Что сделать —
A) С чем, согласно первой цитате во фрагменте об оценках Сталина, Сталин принял Россию и с чем её оставил?
B) Пожалуйста, напишите продолжение фрагмента об оценках Сталина, начав сразу после его последнего предложения.

Фрагмент документа —
== == ==

«Большим счастьем было для России, что в годы тяжелейших испытаний страну возглавил гений и непоколебимый полководец Сталин. Он был самой выдающейся личностью, импонирующей нашему изменчивому и жестокому времени того периода, в котором проходила вся его жизнь.
Сталин был человеком необычайной энергии и несгибаемой силы воли, резким, жестоким, беспощадным в беседе, которому даже я, воспитанный здесь, в Британском парламенте, не мог ничего противопоставить. Сталин прежде всего обладал большим чувством юмора и сарказма и способностью точно воспринимать мысли. Эта сила была настолько велика в Сталине, что он казался неповторимым среди руководителей государств всех времен и народов.
Сталин произвел на нас величайшее впечатление. Он обладал глубокой, лишенной всякой паники, логически осмысленной мудростью. Он был непобедимым мастером находить в трудные моменты пути выхода из самого безвыходного положения. Кроме того, Сталин в самые критические моменты, а также в моменты торжества был одинаково сдержан и никогда не поддавался иллюзиям. Он был необычайно сложной личностью. Он создал и подчинил себе огромную империю. Это был человек, который своего врага уничтожал своим же врагом. Сталин был величайшим, не имеющим себе равного в мире, диктатором, который принял Россию с сохой и оставил ее с атомным вооружением.
Что ж, история, народ таких людей не забывают»[1169].
А вот оценка Сталина де Голлем:
«Сталин имел колоссальный авторитет, и не только в России. Он умел „приручать“ своих врагов, не паниковать при проигрыше и не наслаждаться победами. А побед у него больше, чем поражений. Сталинская Россия – это не прежняя Россия, погибшая вместе с монархией. Но сталинское государство без достойных Сталину преемников обречено…
…Сталин разговаривал там (в Тегеране. – Н.К.) как человек, имеющий право требовать отчета. Не открывая двум другим участникам конференции русских планов, он добился того, что они изложили ему свои планы и внесли в них поправки согласно его требованиям»[1170].

== == ==

Записанные данные —
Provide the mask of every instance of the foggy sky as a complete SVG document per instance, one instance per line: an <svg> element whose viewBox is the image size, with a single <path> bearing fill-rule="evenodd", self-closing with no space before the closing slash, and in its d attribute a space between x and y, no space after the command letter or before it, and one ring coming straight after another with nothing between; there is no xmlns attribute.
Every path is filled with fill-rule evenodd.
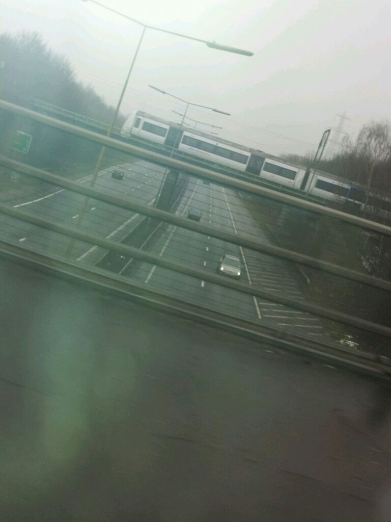
<svg viewBox="0 0 391 522"><path fill-rule="evenodd" d="M224 137L276 155L311 151L345 111L350 121L344 129L353 138L363 123L391 119L388 1L101 2L145 23L254 53L231 54L147 30L124 98L125 114L141 109L178 121L172 111L181 112L183 104L152 91L150 84L231 113L218 116L190 108L188 115L223 126ZM141 27L80 0L2 4L2 31L39 32L69 59L78 79L115 104Z"/></svg>

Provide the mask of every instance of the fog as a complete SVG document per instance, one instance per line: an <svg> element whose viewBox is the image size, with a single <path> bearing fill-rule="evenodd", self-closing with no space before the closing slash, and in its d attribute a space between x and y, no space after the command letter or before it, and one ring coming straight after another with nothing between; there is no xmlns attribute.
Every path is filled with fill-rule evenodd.
<svg viewBox="0 0 391 522"><path fill-rule="evenodd" d="M79 0L2 4L2 31L40 33L69 58L80 81L116 103L140 26ZM336 115L345 111L349 119L343 130L353 139L363 123L391 116L387 2L111 0L106 5L163 29L254 53L232 54L148 29L124 98L125 114L141 109L179 121L172 110L182 112L184 104L153 91L152 84L230 113L218 116L190 107L188 114L223 127L224 137L276 155L311 151L325 129L338 125Z"/></svg>

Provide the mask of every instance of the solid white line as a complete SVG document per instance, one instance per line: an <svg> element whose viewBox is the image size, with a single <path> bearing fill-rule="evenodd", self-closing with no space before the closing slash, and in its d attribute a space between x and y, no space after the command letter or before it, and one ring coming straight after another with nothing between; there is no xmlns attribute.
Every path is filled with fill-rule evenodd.
<svg viewBox="0 0 391 522"><path fill-rule="evenodd" d="M152 201L149 202L148 205L152 205L152 203L153 203L153 202L155 201L155 199L156 199L155 198L154 198ZM131 218L130 218L129 219L128 219L127 221L125 222L125 223L123 223L123 224L120 227L118 227L117 229L116 229L115 230L113 230L112 232L111 232L110 234L108 234L108 235L106 235L105 239L108 239L109 238L111 238L113 235L114 235L115 234L116 234L117 232L120 232L121 230L124 229L125 227L128 225L131 221L132 221L133 219L137 218L138 216L140 216L140 214L135 214L134 216L132 216ZM84 259L84 257L85 257L87 255L88 255L89 254L90 254L92 252L93 252L94 250L96 250L96 248L97 248L98 247L96 245L94 246L91 247L91 248L90 248L89 250L88 250L86 252L84 252L84 254L82 254L79 257L78 257L76 260L77 261L81 260L81 259ZM102 259L102 257L101 257L99 259L98 259L96 263L99 263L99 261L100 261L101 259Z"/></svg>
<svg viewBox="0 0 391 522"><path fill-rule="evenodd" d="M280 326L294 326L295 328L321 328L322 326L314 326L313 325L292 325L290 323L277 323Z"/></svg>
<svg viewBox="0 0 391 522"><path fill-rule="evenodd" d="M223 192L224 193L224 198L225 198L225 203L227 204L227 208L228 209L228 212L229 212L229 216L231 218L231 221L232 221L232 226L234 227L234 230L235 231L235 234L237 234L238 231L236 230L236 227L235 226L235 221L234 221L234 218L232 215L232 212L231 212L231 209L229 206L229 204L228 203L228 199L227 199L227 195L225 193L224 187L222 187L222 188L223 188ZM249 284L252 285L252 282L251 282L251 278L250 276L250 272L249 271L249 269L247 266L247 263L246 262L246 257L245 257L245 254L243 252L243 248L241 247L241 245L239 245L239 248L240 251L240 253L241 254L242 257L243 258L243 262L245 264L245 268L246 269L246 274L247 274L247 278L249 280ZM253 301L254 301L254 305L255 307L255 310L256 310L256 314L258 316L258 318L259 319L262 319L262 316L261 315L261 311L259 309L259 305L258 305L258 301L256 300L256 298L255 296L255 295L253 295L252 299Z"/></svg>
<svg viewBox="0 0 391 522"><path fill-rule="evenodd" d="M101 174L99 174L98 176L102 176L107 171L103 171L103 172L102 172ZM86 181L88 181L89 180L91 180L92 177L92 176L90 176L89 177L87 178L87 179L83 180L82 181L80 181L79 183L84 183ZM47 197L52 197L52 196L55 196L56 194L59 194L60 192L64 192L65 190L65 188L61 188L59 191L56 191L55 192L52 192L51 194L47 194L47 196L43 196L42 197L38 198L38 199L33 199L31 201L27 201L25 203L20 203L19 205L14 205L14 206L13 207L13 208L18 208L18 207L24 207L25 205L31 205L31 203L36 203L38 201L42 201L42 199L46 199L46 198Z"/></svg>
<svg viewBox="0 0 391 522"><path fill-rule="evenodd" d="M225 203L227 204L227 207L228 209L228 212L229 212L229 216L231 218L231 221L232 221L232 226L234 227L234 230L235 231L235 234L238 233L238 231L236 230L236 227L235 226L235 222L234 221L234 218L232 216L232 212L231 212L231 208L229 206L229 204L228 202L228 199L227 199L227 195L225 193L225 191L224 187L222 187L223 188L223 192L224 194L224 198L225 198Z"/></svg>
<svg viewBox="0 0 391 522"><path fill-rule="evenodd" d="M155 268L156 268L156 265L154 265L152 267L152 269L151 269L151 271L150 271L149 274L146 276L146 279L144 281L144 283L148 283L148 281L149 281L149 280L152 277L152 275L153 274L153 272L155 271Z"/></svg>

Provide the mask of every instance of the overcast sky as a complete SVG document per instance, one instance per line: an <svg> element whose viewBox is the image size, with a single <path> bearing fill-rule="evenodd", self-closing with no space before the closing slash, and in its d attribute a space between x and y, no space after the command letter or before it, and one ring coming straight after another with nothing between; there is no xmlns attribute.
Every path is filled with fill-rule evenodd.
<svg viewBox="0 0 391 522"><path fill-rule="evenodd" d="M190 108L221 135L278 155L310 151L346 111L354 138L371 120L391 120L388 0L102 0L168 30L252 51L251 57L147 30L122 112L178 121L183 105L149 88L231 114ZM2 0L2 31L40 33L77 77L115 104L140 26L80 0ZM208 127L203 128L207 130Z"/></svg>

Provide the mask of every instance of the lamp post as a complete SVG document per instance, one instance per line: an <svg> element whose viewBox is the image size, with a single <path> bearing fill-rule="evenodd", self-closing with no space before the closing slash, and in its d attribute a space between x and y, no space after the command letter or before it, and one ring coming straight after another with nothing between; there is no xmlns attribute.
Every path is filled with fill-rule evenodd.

== == ==

Готовые решения —
A) Принял Россию с сохой, а оставил её с атомным вооружением.

B)
Качества Сталина как государственного деятеля крупного исторического формата вынуждены признавать и многие его зарубежные биографы. Так, Р.Такер в одной из бесед с российскими журналистами в начале 90-х годов отметил, что Сталин был «умным, очень хитрым и тонким политиком». Другой автор Макнил писал в книге о нем: «В 1939 году Советский Союз был, возможно, одним из семи государств, которые рассматривались как великие державы. К 1945 году Соединенные Штаты и Россия были единственными из вновь появившейся категории сверхдержав. Эта трансформация не являлась результатом деятельности только одного человека, но она представляла для Сталина реальное достижение как архитектора и проводника советской внешней политики»[1171].
Наконец, можно сослаться на такого скупого на похвалы в адрес Советского Союза и советских лидеров деятеля, каким проявил себя бывший государственный секретарь США Г. Киссинджер. О Сталине он писал немного, но тем интереснее аспект, который Киссинджер выделил в своем суждении о Сталине: «Как ни один из лидеров демократических стран, Сталин был готов в любую минуту заняться скрупулезным изучением соотношения сил. И именно в силу своей убежденности, что он – носитель исторической правды, отражением которой служит его идеология, он твердо и решительно отстаивал советские национальные интересы, не отягощая себя бременем лицемерной, как он считал, морали или личными привязанностями»[1172].
Конечно, количество хвалебных (равно как и ругательных) отзывов о Сталине как политическом и государственном деятеле первой величины в минувшем столетии не может служить главным аргументом для доказательства того, что он по праву занимает свое место в этом своеобразном ареопаге истории. Он сам открыл дверь в вечность, и навсегда останется на скрижалях истории фигурой выдающейся, далеко выходящей за рамки своего времени. Это не зависит от нашего к нему отношения, не зависит и от наших оценок. История имеет свою шкалу измерений, которая отнюдь не совпадает с общепринятыми воззрениями. Такова уж ее особенность, и с ней приходится считаться как с фактом.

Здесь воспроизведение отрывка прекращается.